Protocol of the Session on November 16, 2000

Meine Damen und Herren, ich glaube, damit ist zu dieser Problematik eigentlich alles gesagt.

Ich bin selbstverständlich damit einverstanden, Herr Kollege Schröder, dass wir den Bericht, der uns dann sicher von der Landesregierung gegeben wird, im Ausschuss sehr ausführlich beraten, damit wir rechtzeitig wenn ich richtig informiert bin, soll ja die Maut erst im Jahre 2003 eingeführt werden die schleswigholsteinischen Probleme beraten können.

(Beifall bei F.D.P., CDU und vereinzelt bei der SPD)

Ich erteile Herrn Abgeordneten Hentschel das Wort.

Sehr geehrter Herr Präsident! Meine Damen und Herren! Das Güterverkehrskonzept der Landesregierung, das auf meine Initiative hin erstellt worden ist

(Widerspruch bei der CDU)

- das habe ich in den Koalitionsvertrag 1996 eingebracht! -, prognostiziert in Schleswig-Holstein in wenigen Jahren einen Zuwachs der Güterverkehre um 30 %. Das sind durchschnittlich 4.000 LKW täglich. Und eine weitere Zahl kann ich Ihnen nicht ersparen: Ein 40-Tonner-LKW richtet so viel Straßenschäden an wie 150.000 PKW. Zugleich wissen wir, dass an vielen Stellen die Kapazität des Straßennetzes erschöpft und weitere Ausbauten in der Dimension der vergangenen Jahre weder finanzierbar noch ökologisch sinnvoll sind.

(Beifall der Abgeordneten Monika Heinold [BÜNDNIS 90/DIE GRÜNEN])

Da erwartet man doch Konzepte. Deshalb will die Bundesregierung auf Vorschlag der Pällmann-Kommission ab 2003 eine Straßenbenutzungsgebühr für LKW einführen. Und was fällt der CDU SchleswigHolstein dazu ein?

(Zuruf des Abgeordneten Martin Kayenburg [CDU])

- Sie fordert die Kompensation dieser Gebühr für schleswig-holsteinische Unternehmen. Sie wollen also einen Schutzzaun um Schleswig-Holstein errichten. Haben Sie sich das wirklich gut überlegt?

Ich war letzte Woche als Referent auf dem Mittelstandsforum Ihrer Partei - war von Ihren Abgeordneten überhaupt jemand da? -, dort war davon nicht die Rede, wie ich feststellen musste.
-=-=-
Aufgabe 1: Prüfe, ob die folgenden Aussagen mit dem Textauszug übereinstimmen, und belege jede Antwort mit den entscheidenden Worten daraus: (a) Das Güterverkehrskonzept der Landesregierung sagt für Schleswig-Holstein einen Zuwachs der Güterverkehre um 30 % voraus. (b) Die Maut soll bereits im Jahr 2001 eingeführt werden. (c) Ein 40-Tonner-LKW verursacht so viele Straßenschäden wie 15.000 PKW.

Bereitgestellte Daten:
-=-=-
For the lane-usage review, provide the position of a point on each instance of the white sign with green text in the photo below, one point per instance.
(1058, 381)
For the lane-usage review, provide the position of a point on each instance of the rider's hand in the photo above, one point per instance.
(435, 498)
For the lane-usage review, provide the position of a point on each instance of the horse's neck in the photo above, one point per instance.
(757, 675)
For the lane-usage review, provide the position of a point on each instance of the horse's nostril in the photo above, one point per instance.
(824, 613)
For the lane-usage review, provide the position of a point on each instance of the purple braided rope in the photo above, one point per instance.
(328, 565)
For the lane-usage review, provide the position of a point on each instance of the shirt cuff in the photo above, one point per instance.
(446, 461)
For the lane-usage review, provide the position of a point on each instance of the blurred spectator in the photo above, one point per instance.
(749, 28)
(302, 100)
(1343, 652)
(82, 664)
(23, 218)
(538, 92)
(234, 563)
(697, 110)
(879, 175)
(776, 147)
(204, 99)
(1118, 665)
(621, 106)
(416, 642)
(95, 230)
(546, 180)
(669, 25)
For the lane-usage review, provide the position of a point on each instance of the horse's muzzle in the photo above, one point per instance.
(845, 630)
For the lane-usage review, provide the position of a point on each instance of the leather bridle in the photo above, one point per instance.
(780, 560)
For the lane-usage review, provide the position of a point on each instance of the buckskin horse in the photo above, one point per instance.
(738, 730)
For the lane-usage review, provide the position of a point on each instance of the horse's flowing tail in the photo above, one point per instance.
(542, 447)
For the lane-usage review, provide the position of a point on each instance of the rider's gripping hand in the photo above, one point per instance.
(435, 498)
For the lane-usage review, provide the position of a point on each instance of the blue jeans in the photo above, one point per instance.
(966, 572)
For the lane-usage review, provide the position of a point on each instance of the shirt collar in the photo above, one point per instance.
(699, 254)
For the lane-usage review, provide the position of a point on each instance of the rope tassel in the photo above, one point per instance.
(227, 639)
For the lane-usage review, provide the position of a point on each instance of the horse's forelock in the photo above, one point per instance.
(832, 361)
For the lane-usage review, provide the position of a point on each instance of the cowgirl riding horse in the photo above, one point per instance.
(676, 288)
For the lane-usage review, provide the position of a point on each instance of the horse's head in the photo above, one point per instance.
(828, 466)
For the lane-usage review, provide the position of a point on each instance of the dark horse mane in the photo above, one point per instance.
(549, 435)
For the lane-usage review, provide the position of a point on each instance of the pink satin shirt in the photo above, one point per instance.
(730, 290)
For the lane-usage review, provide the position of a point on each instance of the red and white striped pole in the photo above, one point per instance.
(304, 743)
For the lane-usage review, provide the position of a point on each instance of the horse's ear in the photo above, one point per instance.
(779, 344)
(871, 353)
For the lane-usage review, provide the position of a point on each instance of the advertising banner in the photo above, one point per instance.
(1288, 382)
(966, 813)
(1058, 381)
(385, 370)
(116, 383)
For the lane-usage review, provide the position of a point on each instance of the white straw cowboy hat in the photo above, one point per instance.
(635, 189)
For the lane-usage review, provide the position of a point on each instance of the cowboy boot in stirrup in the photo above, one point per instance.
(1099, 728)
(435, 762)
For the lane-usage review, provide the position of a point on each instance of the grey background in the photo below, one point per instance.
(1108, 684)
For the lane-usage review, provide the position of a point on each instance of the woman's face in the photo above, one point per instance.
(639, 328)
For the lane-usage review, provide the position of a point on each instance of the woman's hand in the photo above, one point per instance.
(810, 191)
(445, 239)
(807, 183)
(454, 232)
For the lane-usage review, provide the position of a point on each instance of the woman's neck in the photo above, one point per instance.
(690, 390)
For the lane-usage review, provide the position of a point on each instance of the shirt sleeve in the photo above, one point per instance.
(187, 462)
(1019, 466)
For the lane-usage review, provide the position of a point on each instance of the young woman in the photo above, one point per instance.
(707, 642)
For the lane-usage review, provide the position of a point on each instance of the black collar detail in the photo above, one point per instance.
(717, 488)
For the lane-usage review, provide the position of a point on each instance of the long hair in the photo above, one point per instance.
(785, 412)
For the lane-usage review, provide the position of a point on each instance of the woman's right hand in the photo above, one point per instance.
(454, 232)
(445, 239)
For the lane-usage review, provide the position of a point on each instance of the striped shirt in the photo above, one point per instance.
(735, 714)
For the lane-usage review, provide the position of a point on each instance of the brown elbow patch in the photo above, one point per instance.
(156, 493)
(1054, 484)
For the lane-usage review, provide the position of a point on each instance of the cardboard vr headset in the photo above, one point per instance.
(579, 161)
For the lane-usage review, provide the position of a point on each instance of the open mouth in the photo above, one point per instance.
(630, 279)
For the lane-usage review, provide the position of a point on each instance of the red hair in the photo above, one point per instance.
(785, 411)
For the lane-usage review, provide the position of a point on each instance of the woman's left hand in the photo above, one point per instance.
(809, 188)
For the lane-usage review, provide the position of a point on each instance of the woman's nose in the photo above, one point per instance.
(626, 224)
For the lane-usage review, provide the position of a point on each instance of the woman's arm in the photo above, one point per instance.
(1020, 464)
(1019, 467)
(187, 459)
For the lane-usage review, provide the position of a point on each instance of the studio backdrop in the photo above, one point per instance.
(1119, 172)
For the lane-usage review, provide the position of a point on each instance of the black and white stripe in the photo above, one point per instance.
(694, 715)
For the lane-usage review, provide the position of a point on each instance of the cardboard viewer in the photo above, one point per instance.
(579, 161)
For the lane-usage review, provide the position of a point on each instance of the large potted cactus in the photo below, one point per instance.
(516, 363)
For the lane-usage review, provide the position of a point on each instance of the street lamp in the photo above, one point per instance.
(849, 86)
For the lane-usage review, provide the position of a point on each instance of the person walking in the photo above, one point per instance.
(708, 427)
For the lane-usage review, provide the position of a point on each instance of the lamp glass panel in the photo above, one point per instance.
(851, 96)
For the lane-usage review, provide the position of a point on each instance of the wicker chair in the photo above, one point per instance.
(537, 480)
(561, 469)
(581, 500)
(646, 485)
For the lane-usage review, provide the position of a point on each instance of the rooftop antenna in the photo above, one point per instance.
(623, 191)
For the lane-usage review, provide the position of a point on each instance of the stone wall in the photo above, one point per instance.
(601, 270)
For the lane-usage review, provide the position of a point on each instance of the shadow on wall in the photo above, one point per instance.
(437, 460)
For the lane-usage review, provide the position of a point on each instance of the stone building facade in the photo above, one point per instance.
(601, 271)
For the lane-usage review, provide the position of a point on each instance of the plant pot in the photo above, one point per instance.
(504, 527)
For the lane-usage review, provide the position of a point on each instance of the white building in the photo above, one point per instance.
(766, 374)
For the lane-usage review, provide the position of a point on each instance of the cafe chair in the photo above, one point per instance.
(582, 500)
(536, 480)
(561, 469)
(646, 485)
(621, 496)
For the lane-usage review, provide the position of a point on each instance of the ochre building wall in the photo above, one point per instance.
-=-=-
Aufgabe 2: Filtere die Zeilen oben und gib jede Zeile wieder, in der die Zeichenfolge „below“ vorkommt. Achte dabei auf Groß- und Kleinschreibung.

Erwartete Ausgabe 1:
(a) Ja: „prognostiziert in Schleswig-Holstein in wenigen Jahren einen Zuwachs der Güterverkehre um 30 %“
(b) Nein: „soll ja die Maut erst im Jahre 2003 eingeführt werden“
(c) Nein: „Ein 40-Tonner-LKW richtet so viel Straßenschäden an wie 150.000 PKW.“

Erwartete Ausgabe 2:
For the lane-usage review, provide the position of a point on each instance of the white sign with green text in the photo below, one point per instance.
For the lane-usage review, provide the position of a point on each instance of the grey background in the photo below, one point per instance.
For the lane-usage review, provide the position of a point on each instance of the large potted cactus in the photo below, one point per instance.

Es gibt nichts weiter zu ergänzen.